- [Extract to read]:
* Begin *

Taking the example where we make " active for the sake of discussion: the source-code "abc will expand to \@mymacroa bc rather than \@mymacroabc. (The name of the "macro" stops at the very first argument to the " character, which is a in this case.) And if you try to define a macro using \newmacro"abc{something}, the effect will be the same as writing

\newmacro"a{b}%
c{something}

rather than defining a macro \@newmacroabc which produces {something}.

You can define macros with longer names such as \newmacro"{abc}, but that's silly. Alternatively, you can define " to try and obtain as many letter-characters (having catcode 11) as possible to constitute the name of a macro, as Bruno has done in another answer. But I'm not really interested in doing so, especially as the point is to define alternative single-character macros. This is already a non-standard mechanism; without further motivation, one should have in mind a specific idea of a special case when one should want to use it. I present the solution for when that special case is "access to extremely short macro names".

* End *

- [Information supplied]:
* Begin *

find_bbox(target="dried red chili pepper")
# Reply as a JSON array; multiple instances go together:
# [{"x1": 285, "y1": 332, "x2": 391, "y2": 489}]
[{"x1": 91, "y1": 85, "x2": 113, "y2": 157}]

* End *

- [Given task A]: List every distinct name beginning with a backslash that appears in the passage on single-character macros.
- [Given task B]: In the passage on single-character macros, what catcode do letter-characters have?
- [Given task C]:
For each statement, say whether it agrees with the passage on single-character macros, and quote the words that decide it.
(i) The source-code "abc expands to \@mymacroabc.
(ii) Macros with longer names such as \newmacro"{abc} can be defined.
(iii) The writer wants to define " so that it takes as many letter-characters as possible for a macro name.

- [Expected answer A]: \@mymacroa, \@mymacroabc, \newmacro, \@newmacroabc

- [Expected answer B]: Catcode 11.

- [Expected answer C]:
(i) No: "the source-code "abc will expand to \@mymacroa bc rather than \@mymacroabc."
(ii) Yes: "You can define macros with longer names such as \newmacro"{abc}, but that's silly."
(iii) No: "But I'm not really interested in doing so"